• Exercise prompt: Please turn the listing below into a numbered list, starting with the line containing "mark: the round" and going on through the last line of the listing, with blank lines left out.

• Raw records:
• • •

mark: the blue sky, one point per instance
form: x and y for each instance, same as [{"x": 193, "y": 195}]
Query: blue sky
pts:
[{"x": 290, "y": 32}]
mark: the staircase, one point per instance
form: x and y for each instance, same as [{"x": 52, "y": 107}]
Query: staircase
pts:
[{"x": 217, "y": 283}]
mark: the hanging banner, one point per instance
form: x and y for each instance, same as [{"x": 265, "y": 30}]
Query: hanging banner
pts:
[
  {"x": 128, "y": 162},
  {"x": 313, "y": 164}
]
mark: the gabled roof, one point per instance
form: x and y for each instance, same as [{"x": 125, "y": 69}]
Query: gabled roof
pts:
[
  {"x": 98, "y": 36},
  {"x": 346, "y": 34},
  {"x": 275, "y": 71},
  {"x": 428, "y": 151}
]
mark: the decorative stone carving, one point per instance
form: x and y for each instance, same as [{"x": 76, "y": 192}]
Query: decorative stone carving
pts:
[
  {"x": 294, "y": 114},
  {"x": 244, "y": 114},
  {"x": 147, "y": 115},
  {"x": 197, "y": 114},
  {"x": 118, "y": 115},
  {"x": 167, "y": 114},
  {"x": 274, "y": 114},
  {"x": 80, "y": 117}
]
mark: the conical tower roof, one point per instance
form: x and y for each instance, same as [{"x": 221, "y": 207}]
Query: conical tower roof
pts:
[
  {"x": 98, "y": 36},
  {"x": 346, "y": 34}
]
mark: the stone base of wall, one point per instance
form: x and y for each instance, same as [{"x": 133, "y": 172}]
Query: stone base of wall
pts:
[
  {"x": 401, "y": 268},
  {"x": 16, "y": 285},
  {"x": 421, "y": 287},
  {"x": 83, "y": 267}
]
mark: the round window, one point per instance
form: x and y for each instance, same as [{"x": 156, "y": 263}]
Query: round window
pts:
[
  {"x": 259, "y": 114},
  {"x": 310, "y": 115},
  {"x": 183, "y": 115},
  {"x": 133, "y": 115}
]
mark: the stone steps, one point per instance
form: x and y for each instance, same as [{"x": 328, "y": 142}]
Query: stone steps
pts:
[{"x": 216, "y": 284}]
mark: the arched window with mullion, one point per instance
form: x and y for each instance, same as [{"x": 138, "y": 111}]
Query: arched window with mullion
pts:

• • •

• Reply:
1. mark: the round window, one point per instance
2. form: x and y for each instance, same as [{"x": 156, "y": 263}]
3. Query: round window
4. pts:
5. [
6.   {"x": 259, "y": 114},
7.   {"x": 310, "y": 115},
8.   {"x": 183, "y": 115},
9.   {"x": 133, "y": 115}
10. ]
11. mark: the stone steps, one point per instance
12. form: x and y for each instance, same as [{"x": 328, "y": 142}]
13. Query: stone steps
14. pts:
15. [{"x": 216, "y": 284}]
16. mark: the arched window with mullion, one point per instance
17. form: x and y for each instance, same as [{"x": 138, "y": 111}]
18. Query: arched window with mullion
19. pts:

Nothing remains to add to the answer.